[Point-per-instance localization data]

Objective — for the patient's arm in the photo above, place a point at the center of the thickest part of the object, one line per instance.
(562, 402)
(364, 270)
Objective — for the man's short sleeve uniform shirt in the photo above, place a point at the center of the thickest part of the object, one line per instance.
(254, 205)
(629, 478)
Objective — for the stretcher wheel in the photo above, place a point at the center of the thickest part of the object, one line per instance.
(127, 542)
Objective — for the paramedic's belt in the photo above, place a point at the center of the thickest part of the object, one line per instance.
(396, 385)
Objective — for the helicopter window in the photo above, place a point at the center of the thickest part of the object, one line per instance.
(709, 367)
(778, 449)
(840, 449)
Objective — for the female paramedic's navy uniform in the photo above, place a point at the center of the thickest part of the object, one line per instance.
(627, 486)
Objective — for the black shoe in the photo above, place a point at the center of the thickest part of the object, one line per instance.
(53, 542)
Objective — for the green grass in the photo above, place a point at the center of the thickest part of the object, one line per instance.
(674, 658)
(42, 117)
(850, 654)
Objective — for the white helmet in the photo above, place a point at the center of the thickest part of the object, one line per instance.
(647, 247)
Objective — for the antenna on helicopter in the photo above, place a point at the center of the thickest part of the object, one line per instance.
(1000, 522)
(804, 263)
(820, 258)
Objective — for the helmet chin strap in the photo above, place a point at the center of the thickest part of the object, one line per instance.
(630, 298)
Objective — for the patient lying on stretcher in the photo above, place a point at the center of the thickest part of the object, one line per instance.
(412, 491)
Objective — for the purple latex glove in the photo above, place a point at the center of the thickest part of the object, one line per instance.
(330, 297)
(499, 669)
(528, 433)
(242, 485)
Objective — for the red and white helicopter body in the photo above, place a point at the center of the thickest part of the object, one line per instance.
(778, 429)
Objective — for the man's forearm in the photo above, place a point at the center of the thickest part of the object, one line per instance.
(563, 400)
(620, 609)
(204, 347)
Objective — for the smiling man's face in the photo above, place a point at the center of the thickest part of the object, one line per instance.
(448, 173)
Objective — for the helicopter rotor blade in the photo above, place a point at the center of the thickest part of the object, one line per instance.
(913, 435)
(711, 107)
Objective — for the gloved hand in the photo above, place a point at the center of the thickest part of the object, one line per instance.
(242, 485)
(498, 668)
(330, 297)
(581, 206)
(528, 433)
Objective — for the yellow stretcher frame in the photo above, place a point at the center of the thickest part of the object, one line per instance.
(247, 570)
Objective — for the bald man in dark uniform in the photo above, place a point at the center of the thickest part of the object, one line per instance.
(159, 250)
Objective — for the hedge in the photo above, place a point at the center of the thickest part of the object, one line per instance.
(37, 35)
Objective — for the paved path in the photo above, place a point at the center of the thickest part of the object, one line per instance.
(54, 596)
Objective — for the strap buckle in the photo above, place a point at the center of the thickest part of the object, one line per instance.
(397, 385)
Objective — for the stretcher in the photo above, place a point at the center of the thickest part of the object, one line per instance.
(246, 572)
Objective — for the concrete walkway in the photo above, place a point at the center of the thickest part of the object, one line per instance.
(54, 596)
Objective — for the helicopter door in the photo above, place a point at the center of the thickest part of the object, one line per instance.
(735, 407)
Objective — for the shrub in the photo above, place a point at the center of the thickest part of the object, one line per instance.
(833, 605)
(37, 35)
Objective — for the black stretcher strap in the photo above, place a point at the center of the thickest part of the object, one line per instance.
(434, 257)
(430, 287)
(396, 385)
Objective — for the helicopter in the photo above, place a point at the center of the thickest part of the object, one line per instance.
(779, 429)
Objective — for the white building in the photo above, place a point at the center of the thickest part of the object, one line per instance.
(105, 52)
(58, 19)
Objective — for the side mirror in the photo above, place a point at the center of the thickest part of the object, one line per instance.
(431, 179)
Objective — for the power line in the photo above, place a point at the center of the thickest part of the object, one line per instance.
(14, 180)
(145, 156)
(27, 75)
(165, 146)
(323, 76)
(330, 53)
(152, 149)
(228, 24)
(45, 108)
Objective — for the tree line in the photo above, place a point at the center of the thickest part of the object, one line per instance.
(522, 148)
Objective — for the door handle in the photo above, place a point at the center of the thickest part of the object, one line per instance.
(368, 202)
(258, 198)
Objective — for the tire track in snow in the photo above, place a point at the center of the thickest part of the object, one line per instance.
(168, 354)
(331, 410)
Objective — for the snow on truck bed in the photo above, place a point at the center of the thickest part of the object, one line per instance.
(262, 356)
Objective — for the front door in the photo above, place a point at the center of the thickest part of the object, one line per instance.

### EXERCISE INSTRUCTIONS
Nothing in the data may differ; print all of it exactly as written.

### SOLUTION
Objective — for the patient's arm in the photo above, place a point at the center of the thickest part of the object, one line per instance.
(562, 402)
(364, 270)
Objective — for the man's short sleeve uniform shirt in the photo above, place a point at the center of the thickest part of the object, one line per instance.
(254, 205)
(629, 478)
Objective — for the stretcher wheel in the photo above, place a point at the center of the thickest part of the object, one line per instance.
(127, 542)
Objective — for the paramedic's belt in the photo above, place a point at the center of the thickest part of the object, one line per instance.
(396, 385)
Objective — for the helicopter window in the photo above, place a point at the center of the thickest part of the object, one line per instance.
(709, 367)
(778, 449)
(840, 449)
Objective — for the female paramedic's navy uniform in the photo above, place a point at the center of the thickest part of the object, one line per instance.
(627, 486)
Objective — for the black shoe in the photo above, place a point at the center of the thickest part of the object, one line per instance.
(53, 542)
Objective — for the green grass in the photo above, place a point at the center of the thickest part of the object, one line per instance.
(674, 658)
(42, 117)
(850, 654)
Objective — for the white helmet in the photo above, place a point at the center of the thickest part of the object, one line per instance.
(647, 247)
Objective — for the antenna on helicopter in the photo above, place a point at the center of the thickest part of the object, one line per instance.
(1000, 522)
(804, 263)
(820, 258)
Objective — for the helmet chin strap in the photo above, place a point at the center of the thickest part of the object, one line per instance.
(630, 298)
Objective — for the patient lying on stretcher in the photo above, place a point at the center of the thickest part of the object, one line per instance.
(412, 491)
Objective — for the purple latex glove in the photo above, place a point at the center of the thickest part of the object, one line per instance.
(330, 297)
(499, 669)
(528, 433)
(242, 485)
Objective — for the red and white helicopter body in the photo above, place a point at the center of the thickest part of the object, one line per instance.
(778, 429)
Objective — for the man's forearm in the photo above, place a point at the center of the thickest part of the object, one line per instance.
(563, 400)
(620, 609)
(204, 347)
Objective — for the smiling man's face in the photo above, place a point at the center of the thickest part of the object, one line per instance.
(448, 173)
Objective — for the helicopter rotor blade in the photo above, place a point at the center of the thickest part of the object, one line per instance.
(913, 435)
(711, 107)
Objective — for the gloved hand in the photo above, place a point at the center of the thickest part of the object, one line per instance.
(242, 485)
(498, 668)
(330, 297)
(581, 206)
(528, 433)
Objective — for the yellow stretcher frame in the photo above, place a point at the center of the thickest part of the object, one line per instance.
(247, 570)
Objective — for the bald man in dark uniform in the photo above, place a point at the center of the thickest part of the object, one line per instance.
(159, 250)
Objective — for the hedge in the photo above, place a point at the center of the thickest part of the object, one line per instance.
(37, 35)
Objective — for the paved path in the photo above, place a point at the center of the thickest part of the object, one line per instance.
(54, 596)
Objective — for the strap buckle in the photo above, place a point at the center of the thickest part of the object, one line per instance.
(397, 385)
Objective — for the stretcher in the photo above, place a point at the center of the thickest part of the object, one line per instance.
(246, 572)
Objective — for the concrete walkway in the photo above, place a point at the center of the thickest part of the object, one line per instance.
(54, 596)
Objective — for the helicopter door in the photo above, place a point at the center of the thickest part of the object, one line per instance.
(735, 407)
Objective — for the shrub in the photo above, place a point at the center of the thickest part of the object, one line per instance.
(833, 605)
(37, 35)
Objective — for the black stretcher strap in the photo above, place a point at the center of the thickest part of the object, one line per instance.
(434, 257)
(430, 287)
(396, 385)
Objective — for the helicopter in the photo above, place a point at the center of the thickest part of the object, one line per instance.
(779, 429)
Objective — for the white building in the photo above, place a point at the center of the thickest part of the object, one line per instance.
(105, 52)
(58, 19)
Objective — for the side mirror in the photo above, place a point at the center of the thickest part of the object, one line per instance.
(431, 179)
Objective — for the power line in the photo above, place a point at the center of the thickest part of the object, one line per instance.
(14, 180)
(145, 156)
(27, 75)
(165, 146)
(323, 76)
(330, 53)
(152, 149)
(228, 24)
(45, 108)
Objective — for the tree line in the photo above, place a point at the center of the thickest part of the object, one line per instance.
(522, 148)
Objective — for the door handle in the photo above, place a point at the center of the thickest part of the object, one line per instance.
(368, 202)
(258, 198)
Objective — for the tire track in snow in the photo above, place a point at the center of the thickest part of the object, one line per instance.
(168, 354)
(331, 410)
Objective — for the snow on truck bed in the photo above, place a point at the center of the thickest part of the object, one line per instance.
(262, 356)
Objective — for the front door in the photo above, place a point at the center of the thickest part of the object, one line per instance.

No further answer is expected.